Creating InnoDB cluster 'pocCluster' on 'root@192.168.1.22:3306'...
Adding Seed Instance...

Cluster successfully created. Use Cluster.addInstance() to add MySQL instances.
At least 3 instances are needed for the cluster to be able to withstand up to
one server failure.

createCluster() prend comme paramètre le nom du cluster (pocCluster). Je peux lui passer également quelques information optionnelles comme la whitelist.

On peut vérifier l’état du nœud dans le cluster avec status() :

mysql-js> cluster.status()
{
    "clusterName": "pocCluster", 
    "defaultReplicaSet": {
        "name": "default", 
        "primary": "192.168.1.22:3306", 
        "status": "OK_NO_TOLERANCE", 
        "statusText": "Cluster is NOT tolerant to any failures.", 
        "topology": {
            "192.168.1.22:3306": {
                "address": "192.168.1.22:3306", 
                "mode": "R/W", 
                "readReplicas": {}, 
                "role": "HA", 
                "status": "ONLINE"
#####
◆ Tâches à réaliser ◆
(A) D'après l'extrait sur le cluster InnoDB, combien d'instances faut-il au minimum pour que le cluster supporte la panne d'un serveur ?
(B) Poursuivez l'extrait sur le cluster InnoDB à partir de l'endroit où il s'arrête.

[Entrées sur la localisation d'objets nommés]
#####
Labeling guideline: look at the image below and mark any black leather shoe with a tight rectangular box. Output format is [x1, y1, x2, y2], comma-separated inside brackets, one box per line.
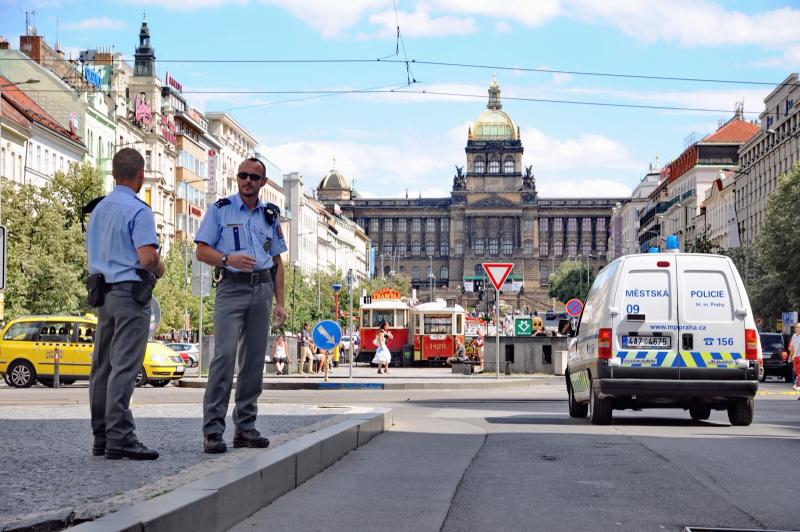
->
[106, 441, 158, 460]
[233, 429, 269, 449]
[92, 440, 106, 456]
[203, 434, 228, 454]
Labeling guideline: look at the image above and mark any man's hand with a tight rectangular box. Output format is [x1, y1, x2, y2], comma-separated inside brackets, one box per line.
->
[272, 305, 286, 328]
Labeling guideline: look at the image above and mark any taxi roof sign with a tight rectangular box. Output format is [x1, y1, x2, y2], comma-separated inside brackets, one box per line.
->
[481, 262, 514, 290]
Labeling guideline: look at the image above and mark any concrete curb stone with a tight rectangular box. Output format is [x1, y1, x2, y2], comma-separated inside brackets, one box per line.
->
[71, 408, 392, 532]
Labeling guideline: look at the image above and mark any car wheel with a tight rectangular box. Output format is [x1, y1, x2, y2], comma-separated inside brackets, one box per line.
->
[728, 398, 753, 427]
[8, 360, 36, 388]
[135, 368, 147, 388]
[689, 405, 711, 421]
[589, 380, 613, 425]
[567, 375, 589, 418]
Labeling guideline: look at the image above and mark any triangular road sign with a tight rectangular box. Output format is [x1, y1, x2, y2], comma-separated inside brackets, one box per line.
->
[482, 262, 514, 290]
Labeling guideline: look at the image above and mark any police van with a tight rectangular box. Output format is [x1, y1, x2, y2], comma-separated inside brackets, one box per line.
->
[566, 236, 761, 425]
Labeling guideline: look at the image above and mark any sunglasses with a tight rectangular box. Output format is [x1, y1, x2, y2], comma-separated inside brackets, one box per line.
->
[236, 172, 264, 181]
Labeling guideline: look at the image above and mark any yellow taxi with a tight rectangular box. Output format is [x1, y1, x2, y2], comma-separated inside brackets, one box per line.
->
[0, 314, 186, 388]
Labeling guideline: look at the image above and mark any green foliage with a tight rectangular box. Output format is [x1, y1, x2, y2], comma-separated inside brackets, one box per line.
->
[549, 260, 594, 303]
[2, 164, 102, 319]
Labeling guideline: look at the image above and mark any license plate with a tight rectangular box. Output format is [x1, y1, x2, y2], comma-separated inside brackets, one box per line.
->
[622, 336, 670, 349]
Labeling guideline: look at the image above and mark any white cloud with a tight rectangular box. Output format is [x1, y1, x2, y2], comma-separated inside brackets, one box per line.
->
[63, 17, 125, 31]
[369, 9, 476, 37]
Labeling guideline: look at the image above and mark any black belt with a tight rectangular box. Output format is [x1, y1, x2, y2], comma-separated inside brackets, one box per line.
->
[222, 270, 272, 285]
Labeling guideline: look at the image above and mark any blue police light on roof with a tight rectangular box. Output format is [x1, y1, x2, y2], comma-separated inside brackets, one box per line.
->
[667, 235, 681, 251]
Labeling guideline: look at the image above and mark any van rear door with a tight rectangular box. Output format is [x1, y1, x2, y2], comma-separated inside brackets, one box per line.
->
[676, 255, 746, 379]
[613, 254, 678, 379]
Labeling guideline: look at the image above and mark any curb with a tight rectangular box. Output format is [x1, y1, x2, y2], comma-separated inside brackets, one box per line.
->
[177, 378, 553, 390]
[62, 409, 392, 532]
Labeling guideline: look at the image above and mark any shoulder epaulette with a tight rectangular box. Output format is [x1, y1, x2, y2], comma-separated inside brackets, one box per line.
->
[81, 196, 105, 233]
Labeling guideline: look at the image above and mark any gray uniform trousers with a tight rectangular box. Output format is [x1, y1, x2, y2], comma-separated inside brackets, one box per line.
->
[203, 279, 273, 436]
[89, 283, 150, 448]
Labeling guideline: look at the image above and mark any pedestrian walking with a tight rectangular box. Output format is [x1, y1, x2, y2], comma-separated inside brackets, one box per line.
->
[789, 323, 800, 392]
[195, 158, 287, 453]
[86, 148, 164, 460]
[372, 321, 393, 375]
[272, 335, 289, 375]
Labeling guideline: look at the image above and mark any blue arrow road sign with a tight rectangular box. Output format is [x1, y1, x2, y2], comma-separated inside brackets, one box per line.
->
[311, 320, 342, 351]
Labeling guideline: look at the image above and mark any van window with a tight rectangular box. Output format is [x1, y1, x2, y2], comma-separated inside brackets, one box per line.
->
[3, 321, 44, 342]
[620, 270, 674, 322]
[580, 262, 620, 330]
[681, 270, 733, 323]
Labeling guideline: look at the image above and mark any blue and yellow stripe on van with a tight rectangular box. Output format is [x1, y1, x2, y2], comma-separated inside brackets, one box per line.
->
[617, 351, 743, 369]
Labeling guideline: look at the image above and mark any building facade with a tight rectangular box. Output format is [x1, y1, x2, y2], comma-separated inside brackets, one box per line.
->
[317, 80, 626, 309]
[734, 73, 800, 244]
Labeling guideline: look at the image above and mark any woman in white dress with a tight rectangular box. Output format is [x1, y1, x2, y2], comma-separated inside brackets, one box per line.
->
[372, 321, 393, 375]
#####
◆ Réponses par tâche ◆
(A) Au moins 3 instances.

(B)
            }
        }
    }
}

Notes : Assure toi que ton DNS (ou /etc/hosts) est correctement configuré, sinon tu vas avoir des soucis de connections…

 

L’ajouts des nœuds suivant se fait avec addInstance(), il est néanmoins conseillé d’exécuter checkInstanceState() au préalable pour s’assurer de la compatibilité des GTID sets :

Nœud 2

mysql-js> cluster.checkInstanceState('root@192.168.1.50:3306')
Please provide the password for 'root@192.168.1.50:3306': 
Analyzing the instance replication state...

The instance '192.168.1.50:3306' is valid for the cluster.
The instance is new to Group Replication.

{
    "reason": "new", 
    "state": "ok"
}


mysql-js> cluster.addInstance("root@192.168.1.50:3306", {ipWhitelist: "192.168.1.0/16"})
A new instance will be added to the InnoDB cluster. Depending on the amount of
data on the cluster this might take from a few seconds to several hours.

Please provide the password for 'root@192.168.1.50:3306': 
Adding instance to the cluster ...

The instance 'root@192.168.1.50:3306' was successfully added to the cluster.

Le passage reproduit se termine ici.